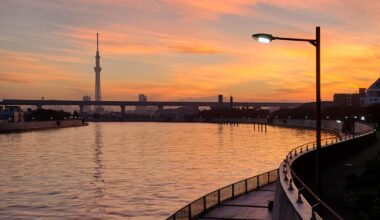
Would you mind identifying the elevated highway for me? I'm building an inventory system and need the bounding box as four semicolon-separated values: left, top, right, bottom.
0;99;303;113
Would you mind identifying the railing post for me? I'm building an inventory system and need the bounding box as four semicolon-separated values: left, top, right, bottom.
232;184;235;198
256;176;260;189
203;196;207;211
218;189;220;204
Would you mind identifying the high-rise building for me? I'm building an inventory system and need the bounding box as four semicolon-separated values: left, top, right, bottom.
83;95;91;113
94;33;103;112
136;94;148;113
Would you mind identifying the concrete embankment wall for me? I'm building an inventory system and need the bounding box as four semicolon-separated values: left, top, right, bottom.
211;118;342;134
0;120;88;133
272;123;376;220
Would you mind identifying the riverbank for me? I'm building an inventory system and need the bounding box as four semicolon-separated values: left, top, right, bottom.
0;120;88;134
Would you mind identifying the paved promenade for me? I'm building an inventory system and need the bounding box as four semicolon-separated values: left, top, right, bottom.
198;183;276;220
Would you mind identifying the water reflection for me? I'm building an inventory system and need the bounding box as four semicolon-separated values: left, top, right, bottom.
0;123;336;220
93;124;105;213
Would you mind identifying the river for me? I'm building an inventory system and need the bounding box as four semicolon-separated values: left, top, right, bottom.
0;122;332;219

========================================

■ **SHORT EXERCISE**: Rewrite all the records above, replacing every "inventory system" with "mapping tool" and keeping everything else unchanged. Leave out the pictures.

■ **FULL OUTPUT**:
Would you mind identifying the elevated highway for me? I'm building an mapping tool and need the bounding box as four semicolon-separated values: left, top, right, bottom.
0;99;303;113
Would you mind identifying the railing post for me? I'm building an mapping tool and need the bounding box as four semicolon-separated values: left, top, right, bottom.
232;184;235;198
256;176;260;189
203;196;207;211
218;189;220;204
Would you mind identifying the high-rise building for me? I'm building an mapping tool and need the bounding box as four semicolon-separated values: left, top, right, bottom.
83;95;91;113
94;33;103;112
136;94;148;113
Would you mind identifying the concrete embankment wall for me? I'm building an mapping tool and need the bounding box as four semicolon-separated values: left, top, right, bottom.
211;118;342;134
0;120;88;133
272;123;376;220
Would you mind identifying the riverbank for me? I'm building an mapping tool and need the bounding box as four semicolon-separated values: left, top, right, bottom.
0;120;88;134
Would you mind identifying the paved promenade for me? I'm building an mapping tool and need the bounding box as four semicolon-separated values: left, top, right, bottom.
198;183;276;220
Would you mind identifying the water reflection for me? I'm building an mapping tool and need the bounding box as four semicolon-separated values: left, top, right, bottom.
0;123;336;220
93;124;105;213
Would you mind identifying the river for me? I'm building an mapping tool and need the bounding box as four semicolon-separated values: left, top, right, bottom.
0;122;332;219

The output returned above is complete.